That said, short-term increases in calorie burning are not the same thing as proven long-term weight-loss or glucose-control benefits in the general population. Cold exposure may support metabolic flexibility, but it is not a substitute for diet, exercise, sleep, or medical care.[1,3]

Immune function

Immune claims around cold plunging are still preliminary. A recent systematic review suggested possible time-dependent effects on immunity and related well-being outcomes, but the overall evidence base remains small and heterogeneous. In one exploratory study of repeated cold-water immersion in healthy men, researchers found no relevant effect on leukocyte counts after three weeks.[2,7]

Stress, mood, and mental well-being

This is one of the more interesting areas of research. Cold-water immersion has been associated with reduced stress at later follow-up in a recent systematic review, and a small 2023 study found improved positive affect and reduced negative affect after a short whole-body cold-water immersion. Participants reported feeling more alert, active, and less distressed after the exposure.[2,8]

That does not make cold therapy a stand-alone treatment for anxiety or depression. It does suggest that brief cold exposure may influence mood and perceived stress in some people, especially when used as one part of a broader health routine.[2,8]

Risks and side effects

Cold therapy is not for everyone. The initial “cold shock” response can trigger hyperventilation and may increase arrhythmia risk and drowning risk, particularly in unaccustomed individuals. A systematic review found that this response habituates after repeated immersions, but adaptation does not eliminate risk.[5]

Potential complications of excessive or poorly supervised cold exposure include hypothermia, frostbite, pain, numbness, and dangerous cardiovascular strain. Anyone with cardiovascular disease, significant blood pressure problems, a history of cold intolerance, or conditions that impair thermoregulation or sensation should speak with a medical professional before trying cold plunges or cryotherapy.[4,5]

Cold therapy as a longevity tool

Cold therapy is a possible support tool, not a magic longevity intervention. The strongest current evidence points toward roles in recovery, acute metabolic activation, stress adaptation, and possibly mood. Evidence for direct effects on lifespan or for long-term prevention of age-related disease in humans remains limited.[1,2]

When used safely, cold therapy may fit into a broader healthy-aging strategy that also includes regular exercise, good nutrition, quality sleep, stress management, and medical care. That is a much stronger foundation for longevity than any plunge alone.[1–5]

References

Kunutsor, S.K.; Lehoczki, A.; Laukkanen, J.A. The Untapped Potential of Cold Water Therapy as Part of a Lifestyle Intervention for Promoting Healthy Aging. GeroScience 2025, 47, 387–407.

Cain, T.; Brinsley, J.; Bennett, H.; Nelson, M.; Maher, C.; Singh, B. Effects of Cold-Water Immersion on Health and Wellbeing: A Systematic Review and Meta-Analysis. PLoS ONE 2025, 20, e0317615.

::::

#### Brief
For each statement, say whether it agrees with the cold therapy text above. Answer yes or no and quote the words of the text that decide it.
1. The exploratory study in healthy men found a relevant effect on leukocyte counts after three weeks.
2. The initial cold shock response habituates after repeated immersions.
3. Cold therapy is described as a magic longevity intervention.

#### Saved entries
::::

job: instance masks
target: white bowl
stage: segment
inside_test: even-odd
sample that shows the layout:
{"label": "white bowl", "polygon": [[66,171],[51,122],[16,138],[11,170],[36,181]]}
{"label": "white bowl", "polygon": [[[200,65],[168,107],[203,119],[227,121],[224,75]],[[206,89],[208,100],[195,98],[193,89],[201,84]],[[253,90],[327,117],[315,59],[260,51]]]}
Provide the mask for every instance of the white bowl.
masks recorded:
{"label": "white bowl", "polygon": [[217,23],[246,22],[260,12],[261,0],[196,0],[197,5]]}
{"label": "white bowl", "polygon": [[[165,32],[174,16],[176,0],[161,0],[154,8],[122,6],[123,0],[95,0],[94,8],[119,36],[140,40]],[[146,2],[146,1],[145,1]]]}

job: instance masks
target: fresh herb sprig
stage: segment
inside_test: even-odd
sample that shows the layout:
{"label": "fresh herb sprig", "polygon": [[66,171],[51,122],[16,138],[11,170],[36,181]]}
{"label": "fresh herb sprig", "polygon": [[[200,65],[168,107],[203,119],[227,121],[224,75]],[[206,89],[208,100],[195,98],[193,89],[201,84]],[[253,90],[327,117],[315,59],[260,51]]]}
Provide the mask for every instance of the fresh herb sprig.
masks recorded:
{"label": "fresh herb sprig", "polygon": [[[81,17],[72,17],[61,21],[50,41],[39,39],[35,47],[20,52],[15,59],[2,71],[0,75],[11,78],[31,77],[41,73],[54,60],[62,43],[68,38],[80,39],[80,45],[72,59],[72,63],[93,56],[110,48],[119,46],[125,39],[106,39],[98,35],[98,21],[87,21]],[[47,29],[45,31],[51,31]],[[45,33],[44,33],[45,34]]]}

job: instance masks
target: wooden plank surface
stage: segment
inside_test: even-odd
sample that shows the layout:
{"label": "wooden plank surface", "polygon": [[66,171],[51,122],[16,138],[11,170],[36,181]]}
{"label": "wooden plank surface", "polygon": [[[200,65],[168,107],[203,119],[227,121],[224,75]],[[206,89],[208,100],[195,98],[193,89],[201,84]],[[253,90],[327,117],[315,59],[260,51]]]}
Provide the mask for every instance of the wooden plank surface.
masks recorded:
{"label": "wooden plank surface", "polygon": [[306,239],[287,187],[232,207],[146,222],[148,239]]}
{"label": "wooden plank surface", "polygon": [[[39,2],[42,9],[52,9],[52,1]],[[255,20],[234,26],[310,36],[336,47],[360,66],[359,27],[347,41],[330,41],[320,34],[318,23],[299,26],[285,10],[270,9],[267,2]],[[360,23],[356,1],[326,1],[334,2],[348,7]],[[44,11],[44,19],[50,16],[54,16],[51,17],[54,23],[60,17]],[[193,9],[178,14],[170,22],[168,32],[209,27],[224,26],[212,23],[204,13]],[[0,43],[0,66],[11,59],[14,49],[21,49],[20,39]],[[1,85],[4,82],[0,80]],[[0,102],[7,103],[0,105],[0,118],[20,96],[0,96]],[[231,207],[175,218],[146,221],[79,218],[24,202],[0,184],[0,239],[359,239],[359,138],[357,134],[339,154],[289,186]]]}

::::

#### Response box
1. No: "researchers found no relevant effect on leukocyte counts after three weeks."
2. Yes: "this response habituates after repeated immersions"
3. No: "Cold therapy is a possible support tool, not a magic longevity intervention."